- Task to complete:
In the records below, locate the line containing "Reviewer note: check that every instance of the man underwater", then extract it and all following lines exactly, ending with the last line.
◆ ◆ ◆ ◆ ◆
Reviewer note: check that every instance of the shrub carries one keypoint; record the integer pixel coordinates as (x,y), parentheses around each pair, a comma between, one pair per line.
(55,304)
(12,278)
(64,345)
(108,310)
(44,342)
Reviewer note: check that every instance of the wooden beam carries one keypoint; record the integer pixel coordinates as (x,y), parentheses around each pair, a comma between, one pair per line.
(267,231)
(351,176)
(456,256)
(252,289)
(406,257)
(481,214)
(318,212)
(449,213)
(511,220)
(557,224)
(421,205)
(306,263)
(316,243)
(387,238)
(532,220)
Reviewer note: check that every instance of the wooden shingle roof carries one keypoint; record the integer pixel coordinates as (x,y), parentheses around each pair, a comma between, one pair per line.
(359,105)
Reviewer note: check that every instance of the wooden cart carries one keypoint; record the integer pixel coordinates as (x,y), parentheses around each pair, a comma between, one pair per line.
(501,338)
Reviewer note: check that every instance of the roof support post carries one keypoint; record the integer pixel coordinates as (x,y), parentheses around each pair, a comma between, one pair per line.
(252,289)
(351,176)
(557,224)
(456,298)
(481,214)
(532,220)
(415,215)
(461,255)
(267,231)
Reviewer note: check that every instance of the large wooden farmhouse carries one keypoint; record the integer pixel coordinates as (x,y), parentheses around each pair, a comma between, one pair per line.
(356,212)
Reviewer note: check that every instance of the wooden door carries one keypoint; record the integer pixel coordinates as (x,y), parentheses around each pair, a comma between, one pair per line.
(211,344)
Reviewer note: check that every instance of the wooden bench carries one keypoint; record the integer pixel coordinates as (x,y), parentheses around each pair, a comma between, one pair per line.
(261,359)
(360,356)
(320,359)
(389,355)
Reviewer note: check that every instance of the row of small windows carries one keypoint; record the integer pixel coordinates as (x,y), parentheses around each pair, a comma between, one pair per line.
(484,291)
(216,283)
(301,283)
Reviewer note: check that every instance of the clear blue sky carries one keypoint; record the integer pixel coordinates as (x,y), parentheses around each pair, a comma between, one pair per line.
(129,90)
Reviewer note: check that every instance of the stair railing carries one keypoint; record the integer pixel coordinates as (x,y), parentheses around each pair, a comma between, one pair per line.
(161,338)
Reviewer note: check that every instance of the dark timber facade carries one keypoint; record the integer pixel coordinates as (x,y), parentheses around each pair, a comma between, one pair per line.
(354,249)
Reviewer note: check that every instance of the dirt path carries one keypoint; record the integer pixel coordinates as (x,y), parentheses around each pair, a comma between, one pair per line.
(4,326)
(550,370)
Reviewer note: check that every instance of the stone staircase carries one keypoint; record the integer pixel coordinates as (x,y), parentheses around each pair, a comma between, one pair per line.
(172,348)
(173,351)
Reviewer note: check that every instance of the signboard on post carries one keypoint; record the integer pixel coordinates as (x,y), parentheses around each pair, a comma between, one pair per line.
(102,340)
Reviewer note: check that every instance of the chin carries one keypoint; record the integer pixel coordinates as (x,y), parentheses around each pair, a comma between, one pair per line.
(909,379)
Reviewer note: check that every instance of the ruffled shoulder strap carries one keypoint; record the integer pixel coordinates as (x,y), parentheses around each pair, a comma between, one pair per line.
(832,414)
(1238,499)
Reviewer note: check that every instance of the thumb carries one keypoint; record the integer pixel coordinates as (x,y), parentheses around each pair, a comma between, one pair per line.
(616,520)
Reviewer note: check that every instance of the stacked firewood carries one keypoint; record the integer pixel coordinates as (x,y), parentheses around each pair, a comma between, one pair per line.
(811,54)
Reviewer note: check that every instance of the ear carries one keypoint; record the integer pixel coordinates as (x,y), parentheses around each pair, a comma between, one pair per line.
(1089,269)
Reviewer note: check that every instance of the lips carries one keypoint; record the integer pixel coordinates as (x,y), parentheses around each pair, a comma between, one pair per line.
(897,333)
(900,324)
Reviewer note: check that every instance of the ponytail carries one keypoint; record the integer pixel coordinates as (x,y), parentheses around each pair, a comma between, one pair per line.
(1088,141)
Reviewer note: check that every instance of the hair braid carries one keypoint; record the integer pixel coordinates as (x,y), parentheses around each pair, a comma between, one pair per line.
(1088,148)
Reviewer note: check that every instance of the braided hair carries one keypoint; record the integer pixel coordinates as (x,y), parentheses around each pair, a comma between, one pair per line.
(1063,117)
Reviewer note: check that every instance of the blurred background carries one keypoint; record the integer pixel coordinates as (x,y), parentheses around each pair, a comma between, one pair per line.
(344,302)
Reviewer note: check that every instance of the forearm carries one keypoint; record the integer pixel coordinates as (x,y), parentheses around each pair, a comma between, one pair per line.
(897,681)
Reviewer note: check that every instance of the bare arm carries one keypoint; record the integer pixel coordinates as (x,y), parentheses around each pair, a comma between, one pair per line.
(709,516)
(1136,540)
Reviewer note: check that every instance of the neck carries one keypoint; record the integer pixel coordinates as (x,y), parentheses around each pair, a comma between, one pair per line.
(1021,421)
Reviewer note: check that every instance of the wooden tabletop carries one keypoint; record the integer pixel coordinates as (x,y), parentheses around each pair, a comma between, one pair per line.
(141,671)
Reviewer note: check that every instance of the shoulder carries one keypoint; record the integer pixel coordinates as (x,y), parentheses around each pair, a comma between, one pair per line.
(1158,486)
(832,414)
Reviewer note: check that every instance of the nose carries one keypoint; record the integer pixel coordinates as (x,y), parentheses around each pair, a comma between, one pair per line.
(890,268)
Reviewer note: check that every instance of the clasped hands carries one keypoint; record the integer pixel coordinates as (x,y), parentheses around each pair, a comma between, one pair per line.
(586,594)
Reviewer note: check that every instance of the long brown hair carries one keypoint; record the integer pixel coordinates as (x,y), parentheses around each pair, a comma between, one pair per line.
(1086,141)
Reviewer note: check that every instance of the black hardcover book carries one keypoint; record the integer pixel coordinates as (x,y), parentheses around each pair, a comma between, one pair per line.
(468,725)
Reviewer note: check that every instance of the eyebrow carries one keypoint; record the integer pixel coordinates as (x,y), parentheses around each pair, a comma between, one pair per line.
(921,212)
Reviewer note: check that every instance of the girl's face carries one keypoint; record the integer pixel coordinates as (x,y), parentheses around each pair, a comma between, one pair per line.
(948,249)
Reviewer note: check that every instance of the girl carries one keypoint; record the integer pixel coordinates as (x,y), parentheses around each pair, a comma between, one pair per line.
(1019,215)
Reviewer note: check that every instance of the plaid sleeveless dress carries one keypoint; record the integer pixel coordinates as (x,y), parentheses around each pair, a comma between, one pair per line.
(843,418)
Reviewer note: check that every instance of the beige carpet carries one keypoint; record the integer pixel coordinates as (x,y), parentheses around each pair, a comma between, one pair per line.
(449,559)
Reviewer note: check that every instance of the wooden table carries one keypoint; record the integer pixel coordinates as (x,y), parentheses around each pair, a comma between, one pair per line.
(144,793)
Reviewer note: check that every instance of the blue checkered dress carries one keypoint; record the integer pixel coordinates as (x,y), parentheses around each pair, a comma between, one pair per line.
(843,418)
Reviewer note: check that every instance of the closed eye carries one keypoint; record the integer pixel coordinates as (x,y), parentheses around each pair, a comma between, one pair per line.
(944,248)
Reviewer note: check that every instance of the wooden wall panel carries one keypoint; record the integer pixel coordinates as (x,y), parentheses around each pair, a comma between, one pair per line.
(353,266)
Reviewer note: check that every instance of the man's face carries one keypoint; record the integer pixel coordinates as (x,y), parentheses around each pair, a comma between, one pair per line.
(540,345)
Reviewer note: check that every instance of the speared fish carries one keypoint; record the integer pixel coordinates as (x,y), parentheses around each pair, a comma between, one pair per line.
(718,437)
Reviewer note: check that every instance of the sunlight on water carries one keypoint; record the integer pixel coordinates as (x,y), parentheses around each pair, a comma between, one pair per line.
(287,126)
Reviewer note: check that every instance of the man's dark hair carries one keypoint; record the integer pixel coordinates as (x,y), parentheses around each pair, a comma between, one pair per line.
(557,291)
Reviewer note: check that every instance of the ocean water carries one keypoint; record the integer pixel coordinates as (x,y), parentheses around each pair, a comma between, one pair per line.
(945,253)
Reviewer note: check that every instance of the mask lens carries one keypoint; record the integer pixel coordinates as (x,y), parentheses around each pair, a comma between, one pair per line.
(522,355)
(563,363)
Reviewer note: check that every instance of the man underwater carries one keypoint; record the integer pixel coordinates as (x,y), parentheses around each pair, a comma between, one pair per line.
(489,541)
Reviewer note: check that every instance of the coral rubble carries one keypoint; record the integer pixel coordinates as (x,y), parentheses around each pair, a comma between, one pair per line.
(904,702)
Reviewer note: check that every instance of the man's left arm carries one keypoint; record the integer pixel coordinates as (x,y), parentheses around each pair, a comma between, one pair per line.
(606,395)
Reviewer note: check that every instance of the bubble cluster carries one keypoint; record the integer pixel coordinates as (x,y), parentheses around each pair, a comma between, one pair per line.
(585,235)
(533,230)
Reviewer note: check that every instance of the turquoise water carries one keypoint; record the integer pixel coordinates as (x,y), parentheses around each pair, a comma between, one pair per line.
◆ ◆ ◆ ◆ ◆
- Result for this exercise:
Reviewer note: check that every instance of the man underwater carries one keypoint; record the integer pixel coordinates as (x,y), parentheses around each pair, a comma between, one pair per line.
(489,541)
Reviewer note: check that every instance of the coral rubble carries one keypoint; record the integer pixel coordinates as (x,y), parentheses around each pair, a comma between, one pair per line.
(904,702)
Reviewer note: check that every instance of the man's left arm carries one keypoint; record the integer pixel coordinates as (x,y), parentheses around each pair, a comma between, one pair per line.
(606,395)
Reviewer note: check that every instance of the bubble cluster carries one keypoint; record the integer pixel coordinates as (x,y), parentheses around each pair, a comma between, one pair per line.
(585,235)
(533,230)
Reviewer note: check that every instance of the turquoise water carries one keypoint; record the integer pixel coordinates as (x,y), parentheses around each pair, a comma between, one pair per line.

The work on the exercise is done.